Tante, troppe tasse per cittadini e imprenditori nel nostro Bel Paese

Alessandro Sacrestano
Componente Gruppo Giovani Imprenditrori di Confindustria Salerno
alessandro.sacrestano@progettoarcadia.com

Di riforma fiscale si parla con una costanza divenuta ormai insopportabile, soprattutto se si considera che raramente alle discussioni si accompagnano poi delle politiche effettive.
Ad ogni tornata elettorale (di qualunque portata sia) si succedono considerazioni, di diverso taglio, sull’opportunità di intervenire in una direzione o in un’altra o, addirittura, se sia il caso di intervenire o meno.
La sensazione è che, allo stato, oltre allo spazio per le “chiacchiere”, rimanga ben poco per sperare in un intervento legislativo che metta mano ad un progetto di riforma fiscale che sia degno delle aspettative che si sono create.
Opportunamente il Ministro Tremonti sostiene che la riforma ci sarà, e che il taglio delle tasse sarà solo consequenziale; tuttavia, perché ciò avvenga, è necessario che ci sia prima la sperata ripresa economica, altrimenti non se ne può fare nulla.Personalmente sono tra quelli che ritengono che una riforma fiscale non solo sia opportuna, ma quanto mai necessaria. Del resto, se le sacche di evasione lungo tutto il Paese (e non solo nel Mezzogiorno!) sono così ampie come ci dicono (e come è legittimo credere), è sintomo che deve pur esserci qualcosa che non funziona.
Quello che non va, in ogni caso, non può essere identificato solamente nell’organizzazione dell’amministrazione o nei controlli. Evidentemente, infatti, è nei principi che regolano il nostro apparato normativo tributario che qualcosa non gira.Luigi Einaudi, in un’occasione, scrisse che «faremmo bene a perdere l’illusione di addivenire ad una vera giustizia tributaria».
Potrebbe non avere avuto tutti i torti.
Quello che però, come dato di fatto, rimane, è che il senso di identificazione sociale appare un elemento troppo labile per continuare a sperare che da solo contribuisca ad una adesione cieca all’obbligo di pagare sempre tutto quello che viene richiesto.
La pressione fiscale identifica il rapporto tra le tasse incassate dallo Stato e la ricchezza prodotta dal Paese (Pil). In pratica, quanti soldi in media ciascun cittadino deve versare allo Stato in proporzione al proprio reddito/ricchezza. Ebbene, nel 2009 la pressione fiscale in Italia, secondo proiezioni, dovrebbe essersi aggirata attorno al 43%, eguagliando il dato rilevato nel 2007.
Qualcuno obietterà che, nella classifica europea, l’Italia si trova dietro alla Danimarca, che ha una pressione fiscale del 48,7% del Pil, alla Svezia che ha una pressione fiscale del 48,3%, al Belgio (44%) e alla Norvegia (43,6%). Tuttavia, mi sembra che il Bel Paese abbia molto da invidiare alle nazioni citate in quanto a qualità della vita.

----

ORDINE DI LAVORO 1
Trascrivi fedelmente, parola per parola, il tratto dell'articolo sulle tasse che va da "Quello che non" fino a "tutti i torti.".
ORDINE DI LAVORO 2
Traduci in inglese questa frase dell'articolo sulle tasse: "La pressione fiscale identifica il rapporto tra le tasse incassate dallo Stato e la ricchezza prodotta dal Paese (Pil)."
Le righe che seguono non hanno alcun ruolo in questo lavoro.

Voci archiviate del dataset:
----

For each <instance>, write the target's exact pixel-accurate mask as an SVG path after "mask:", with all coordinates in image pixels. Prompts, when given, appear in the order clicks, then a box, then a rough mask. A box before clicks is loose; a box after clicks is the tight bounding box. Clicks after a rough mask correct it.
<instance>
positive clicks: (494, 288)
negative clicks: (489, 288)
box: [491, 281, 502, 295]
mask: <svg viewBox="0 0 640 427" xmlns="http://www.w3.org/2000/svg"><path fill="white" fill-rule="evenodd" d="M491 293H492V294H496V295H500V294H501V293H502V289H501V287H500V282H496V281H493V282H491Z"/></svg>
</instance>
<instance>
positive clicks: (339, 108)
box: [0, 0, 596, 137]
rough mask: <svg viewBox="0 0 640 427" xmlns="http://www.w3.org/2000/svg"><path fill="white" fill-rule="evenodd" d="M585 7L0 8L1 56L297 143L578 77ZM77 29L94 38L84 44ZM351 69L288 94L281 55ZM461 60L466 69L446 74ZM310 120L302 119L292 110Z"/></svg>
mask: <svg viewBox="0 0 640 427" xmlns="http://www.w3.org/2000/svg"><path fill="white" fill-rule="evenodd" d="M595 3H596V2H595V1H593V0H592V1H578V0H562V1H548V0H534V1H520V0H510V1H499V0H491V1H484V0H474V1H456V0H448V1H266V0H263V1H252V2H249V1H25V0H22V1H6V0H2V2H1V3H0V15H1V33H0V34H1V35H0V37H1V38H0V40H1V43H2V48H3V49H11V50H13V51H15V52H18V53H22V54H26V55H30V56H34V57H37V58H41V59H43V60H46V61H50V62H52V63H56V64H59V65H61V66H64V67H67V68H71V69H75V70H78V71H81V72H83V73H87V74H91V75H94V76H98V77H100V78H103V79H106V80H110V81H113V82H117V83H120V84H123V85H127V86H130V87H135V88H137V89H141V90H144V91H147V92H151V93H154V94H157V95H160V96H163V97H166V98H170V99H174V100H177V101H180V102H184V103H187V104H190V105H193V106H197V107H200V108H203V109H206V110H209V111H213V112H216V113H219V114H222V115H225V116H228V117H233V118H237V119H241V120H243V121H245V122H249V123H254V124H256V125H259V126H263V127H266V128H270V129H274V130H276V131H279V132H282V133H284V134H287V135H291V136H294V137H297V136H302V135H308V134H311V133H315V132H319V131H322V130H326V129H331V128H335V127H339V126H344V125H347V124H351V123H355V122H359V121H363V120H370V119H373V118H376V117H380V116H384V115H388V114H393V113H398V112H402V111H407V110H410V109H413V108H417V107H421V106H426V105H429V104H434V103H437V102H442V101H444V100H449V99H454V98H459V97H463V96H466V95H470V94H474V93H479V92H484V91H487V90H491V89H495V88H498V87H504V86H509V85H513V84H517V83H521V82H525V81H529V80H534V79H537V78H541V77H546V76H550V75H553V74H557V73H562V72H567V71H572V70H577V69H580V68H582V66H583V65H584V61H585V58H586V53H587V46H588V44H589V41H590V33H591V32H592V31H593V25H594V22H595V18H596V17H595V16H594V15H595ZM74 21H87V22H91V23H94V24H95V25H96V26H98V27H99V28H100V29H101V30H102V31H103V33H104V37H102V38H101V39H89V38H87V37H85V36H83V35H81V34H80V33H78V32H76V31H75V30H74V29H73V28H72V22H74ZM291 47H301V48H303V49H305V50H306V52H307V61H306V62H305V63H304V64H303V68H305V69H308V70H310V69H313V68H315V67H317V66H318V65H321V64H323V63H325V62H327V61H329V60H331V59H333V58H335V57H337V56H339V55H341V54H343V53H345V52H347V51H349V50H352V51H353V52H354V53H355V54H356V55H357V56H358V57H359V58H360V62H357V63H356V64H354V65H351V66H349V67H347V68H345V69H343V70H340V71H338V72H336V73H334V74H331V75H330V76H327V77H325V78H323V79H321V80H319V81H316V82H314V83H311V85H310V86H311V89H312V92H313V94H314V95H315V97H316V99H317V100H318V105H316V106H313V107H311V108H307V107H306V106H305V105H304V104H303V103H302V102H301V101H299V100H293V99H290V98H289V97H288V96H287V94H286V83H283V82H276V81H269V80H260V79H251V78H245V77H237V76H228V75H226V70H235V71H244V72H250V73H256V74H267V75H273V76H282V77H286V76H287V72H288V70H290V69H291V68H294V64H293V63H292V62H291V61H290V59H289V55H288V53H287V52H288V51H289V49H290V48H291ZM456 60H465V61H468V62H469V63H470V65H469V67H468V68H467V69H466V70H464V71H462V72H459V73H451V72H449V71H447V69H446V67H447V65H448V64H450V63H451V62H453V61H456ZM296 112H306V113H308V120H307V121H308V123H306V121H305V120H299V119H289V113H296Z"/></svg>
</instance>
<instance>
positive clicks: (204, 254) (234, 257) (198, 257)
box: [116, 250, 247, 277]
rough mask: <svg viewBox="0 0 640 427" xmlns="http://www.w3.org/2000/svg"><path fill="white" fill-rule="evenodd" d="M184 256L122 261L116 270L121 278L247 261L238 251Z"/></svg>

----

AREA DI RISPOSTA 1
Quello che non va, in ogni caso, non può essere identificato solamente nell’organizzazione dell’amministrazione o nei controlli. Evidentemente, infatti, è nei principi che regolano il nostro apparato normativo tributario che qualcosa non gira.Luigi Einaudi, in un’occasione, scrisse che «faremmo bene a perdere l’illusione di addivenire ad una vera giustizia tributaria».
Potrebbe non avere avuto tutti i torti.

AREA DI RISPOSTA 2
The tax burden represents the ratio between the taxes collected by the State and the wealth produced by the country (GDP).